Supplied passage:
+++++
X2 - Ripcord. Nice to have your arrows ready in any position you lift your bow from. Did find that it did not work well with my son's Diamond Razor LH. Has always been good for me.


----------



## Trouthunter

I like the Octane Hostage Pro and have had no problems with them.

TH


----------



## nasakid

I installed the Limbdriver on my Bowtech Allegiance this week. Got it tuned up night before last and let the first group fly. I was very impressed. My tight groups got tighter. Gotta be careful not to shoot nocks off now.  Bow is more quiet, too.


----------



## podchaser

rip cord


----------



## tchase86

QAD or RIPCORD


----------



## cjkozik

Ripcord or qad you can't go wrong with either. I perfer ripcord just a personnel preference.


----------



## marshhunter

TXPalerider said:


> I bought a Trophy Ridge Revolution last year and so far I like it better that any I've ever owned.


woah.... Ol Palerider shoots a drop away now!!?? Rich actually just told me about this rest this past weekend so I came on here to research it... if you and Rich say its a good rest then it must be true!!


----------



## outtotrout09

*What about Shaffer?????*

Great rest,rock solid and once it's set you can forget about it. Just make sure you have someone that knows bows install it.
+++++
Requirements:
Answer these from the forum thread above:
(a) Which bow did nasakid install the Limbdriver on?
(b) Which rest does the quoted post from TXPalerider say was bought last year?
(c) Which rest does cjkozik prefer?

Dataset extract:
+++++
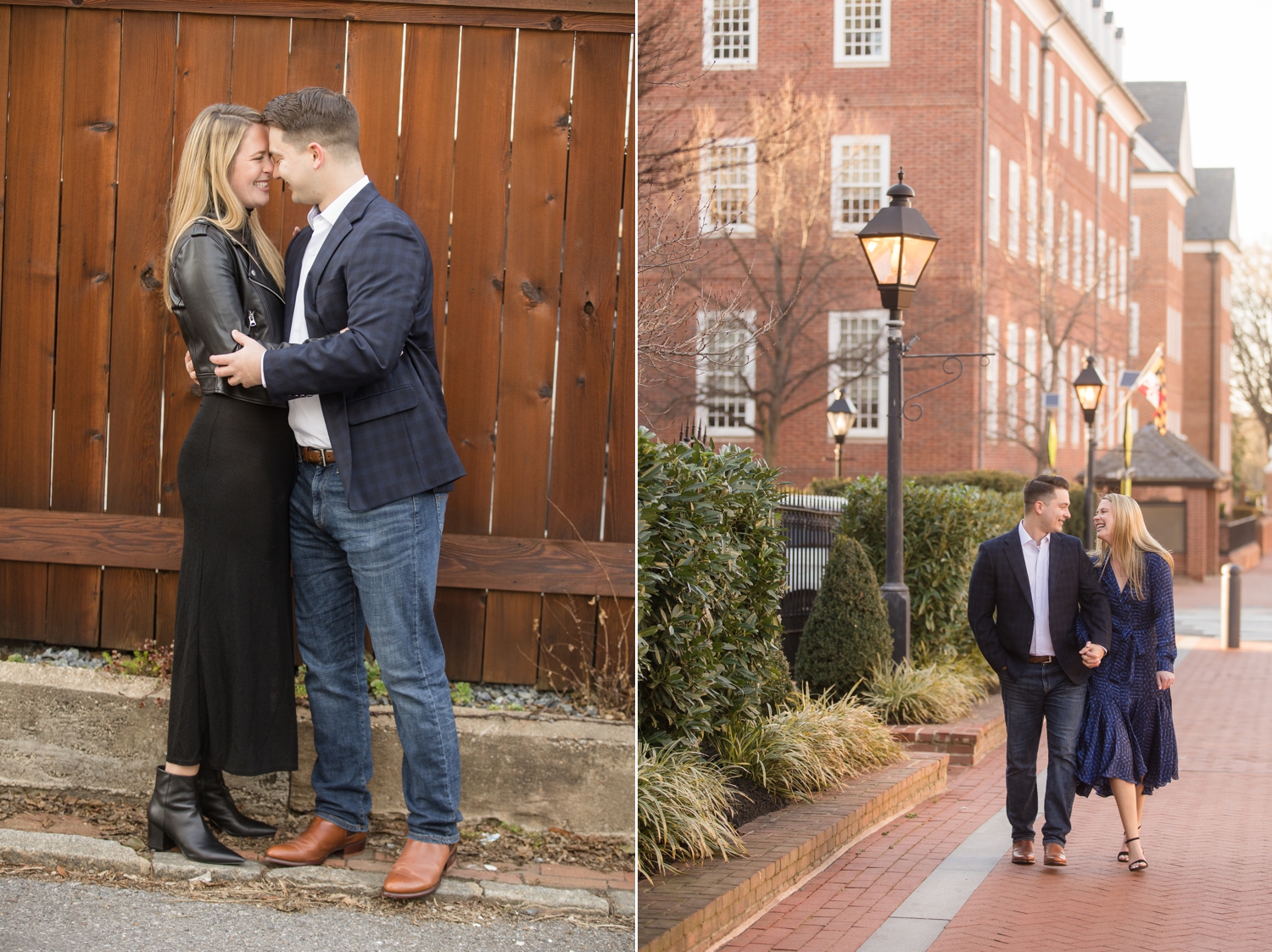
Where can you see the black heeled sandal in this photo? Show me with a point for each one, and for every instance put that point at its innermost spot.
+++++
Written reply:
(a) A Bowtech Allegiance.
(b) A Trophy Ridge Revolution.
(c) The Ripcord.